Material provided:
————————

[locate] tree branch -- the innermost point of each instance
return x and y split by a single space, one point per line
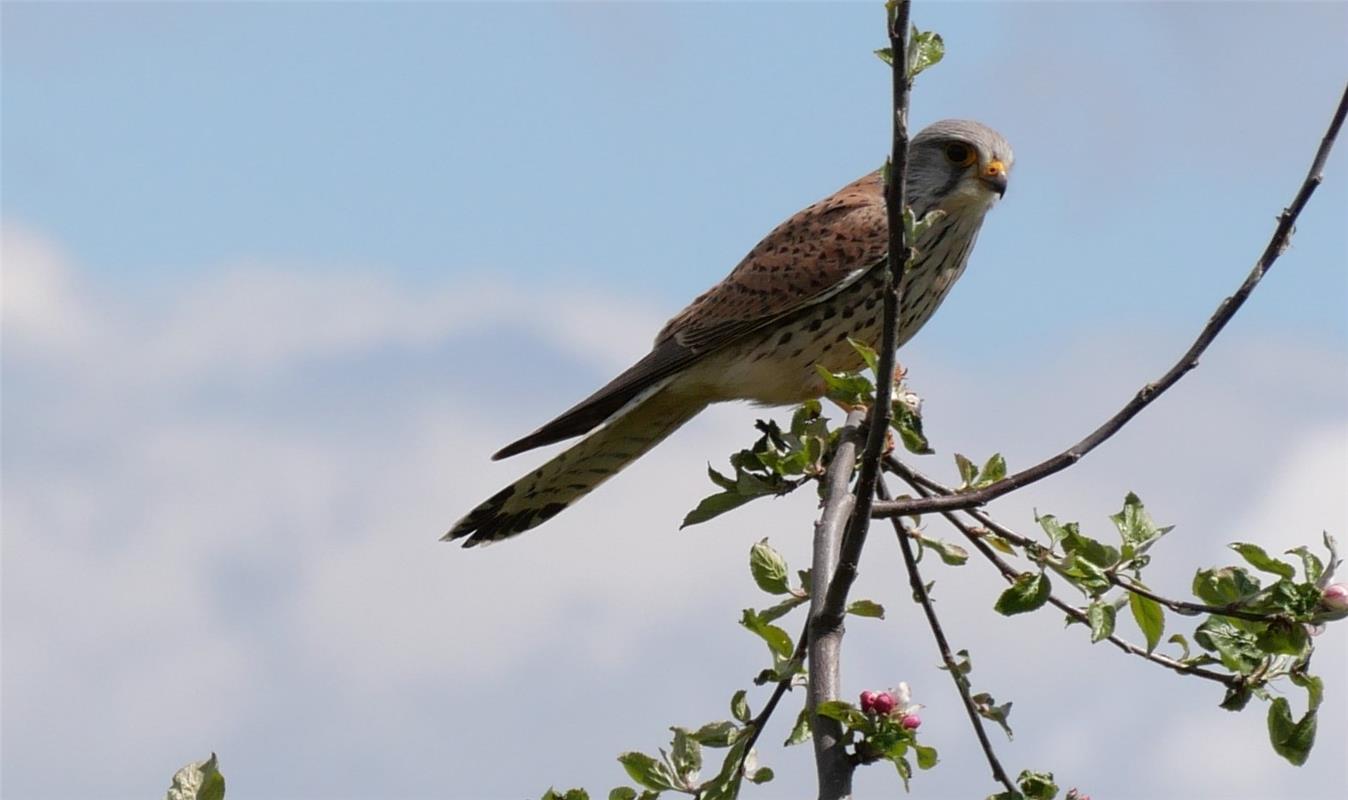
924 486
782 686
928 487
961 683
824 634
1149 393
878 421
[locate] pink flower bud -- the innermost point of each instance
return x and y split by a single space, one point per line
867 702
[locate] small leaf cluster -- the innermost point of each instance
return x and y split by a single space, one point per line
1257 632
771 574
856 390
680 768
778 463
783 460
925 50
984 704
879 737
1031 785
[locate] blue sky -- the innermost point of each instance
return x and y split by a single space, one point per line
278 278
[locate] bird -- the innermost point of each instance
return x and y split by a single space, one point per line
793 302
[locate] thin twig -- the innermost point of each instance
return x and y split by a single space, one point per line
782 686
961 683
1149 393
825 638
928 487
1011 574
878 421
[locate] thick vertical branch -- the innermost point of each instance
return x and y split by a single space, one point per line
825 641
840 533
878 421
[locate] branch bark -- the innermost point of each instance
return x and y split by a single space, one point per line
1149 393
824 634
961 683
878 421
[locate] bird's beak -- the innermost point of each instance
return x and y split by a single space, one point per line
994 176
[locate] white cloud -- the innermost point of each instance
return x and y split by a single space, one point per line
264 578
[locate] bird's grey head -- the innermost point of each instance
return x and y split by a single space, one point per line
957 165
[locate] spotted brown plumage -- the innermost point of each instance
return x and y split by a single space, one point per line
790 304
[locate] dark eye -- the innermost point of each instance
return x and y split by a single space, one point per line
960 154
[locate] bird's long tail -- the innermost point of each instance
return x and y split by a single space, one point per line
574 472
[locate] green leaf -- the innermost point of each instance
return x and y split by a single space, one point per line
200 780
867 352
782 609
1077 544
769 568
1135 526
925 50
685 756
926 756
952 555
1235 646
909 424
725 785
717 734
1314 688
1037 785
1224 587
1283 638
841 711
1150 618
988 708
968 472
647 772
992 471
740 706
847 389
1290 739
801 730
866 609
716 505
1263 561
1310 563
915 228
1029 591
905 769
721 480
1101 617
777 640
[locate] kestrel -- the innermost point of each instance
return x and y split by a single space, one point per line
791 304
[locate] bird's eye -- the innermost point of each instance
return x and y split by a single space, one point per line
959 154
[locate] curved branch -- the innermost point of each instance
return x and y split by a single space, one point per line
1011 574
1149 393
928 487
944 646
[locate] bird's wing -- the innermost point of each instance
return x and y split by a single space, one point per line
804 259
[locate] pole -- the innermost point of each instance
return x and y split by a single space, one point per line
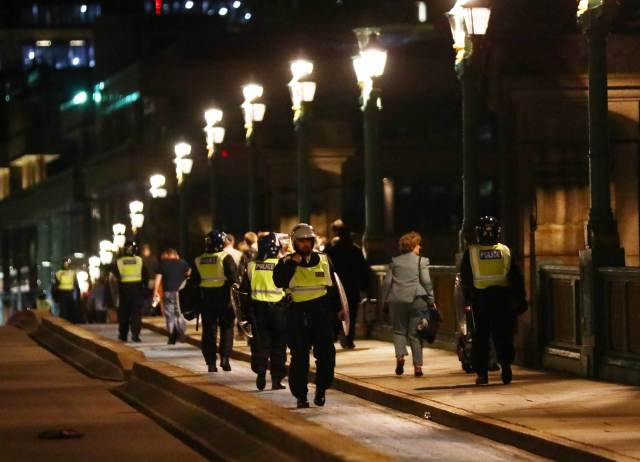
468 83
304 177
253 179
183 218
212 190
374 213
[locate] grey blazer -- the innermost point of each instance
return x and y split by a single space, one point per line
403 283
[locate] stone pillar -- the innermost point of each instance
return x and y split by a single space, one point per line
603 243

————————

What you should do: Revise the rows above so that every "innermost point" becomes "central point", with nothing else changed, and leave the pictures out of your answer.

Answer to this problem:
[locate] tree branch -- the central point of each instance
return x and y split by a single space, one point per line
924 486
782 686
928 487
961 683
824 634
1149 393
878 421
[locate] pink flower bud -- the central point of each instance
return x and y split by a single space, one point per line
867 702
[locate] small leaf cluster -- the central point of each instance
return x and y split by a single space, one point per line
1257 632
771 574
856 390
680 768
778 463
783 460
925 50
984 704
879 737
1031 785
[locate] blue sky -- the central point of each instance
return x and y split by a single space, one point per line
278 278
[locate] bird -- the central point of each instance
return x and y split by a single space, one point per line
793 302
[locate] thin twig -- the central point of each instance
return x and y split by a single space, one point per line
782 686
961 683
1149 393
825 638
928 487
1011 574
878 421
[locate] thick vertical branch -- the central point of each instance
return x and y split by a single space, one point per line
825 641
840 533
878 421
[locate] branch bark -- the central point of each instance
return x and y split by a single space, one point per line
1149 393
824 634
961 683
878 421
[locate] bird's beak -- the central point of each instance
return x and y split by a single space, one point per line
994 176
[locate] white cloud -- the central point of each instance
return x and y split by a single space, one point per line
264 578
[locate] bird's grey head -- the central point of each instance
return x and y split by a single space, one point per line
957 165
[locate] spotted brown plumage -- the central point of each instance
return x and y split by a single space, one point per line
790 304
[locate] dark eye -- the central point of each instance
return x and y split by a single space, one point per line
960 154
[locate] bird's long tail -- the central point of each instance
return x and y split by a single space, one point per line
574 472
[locate] green leaf -- the central point of each instance
return x and y split by a single space, one point per line
200 780
867 352
782 609
1077 544
769 568
1135 526
925 50
685 756
926 756
952 555
1235 646
909 424
725 785
717 734
1314 688
1037 785
1224 587
1283 638
841 711
1150 618
988 708
968 472
647 772
992 471
740 706
847 389
1290 739
801 730
866 609
716 505
1263 561
1310 563
915 228
1029 591
905 769
721 480
1101 617
777 640
[locate] kestrel -- the central point of each instance
return x and y split by a single space, one point per line
791 304
[locate] bird's eye -- the central point of each instance
return x and y split by a single space, one point per line
959 154
[locate] curved branch -- the central point of each instance
return x and y split by a single space, one point per line
1011 574
1149 393
928 487
944 646
[locate] bird's wing -- the central point of each instance
return x and y split by a single space, one point per line
804 259
[locate] pole -- the central point of each instance
return x and y split by a single space, one point per line
468 83
304 177
253 179
183 218
212 190
374 213
[locate] grey blazer -- the central point of each instance
return x and y split by a single space, one point per line
403 283
[locate] stone pillar -- the central point of each instance
return x and y split by a single space, one point per line
603 243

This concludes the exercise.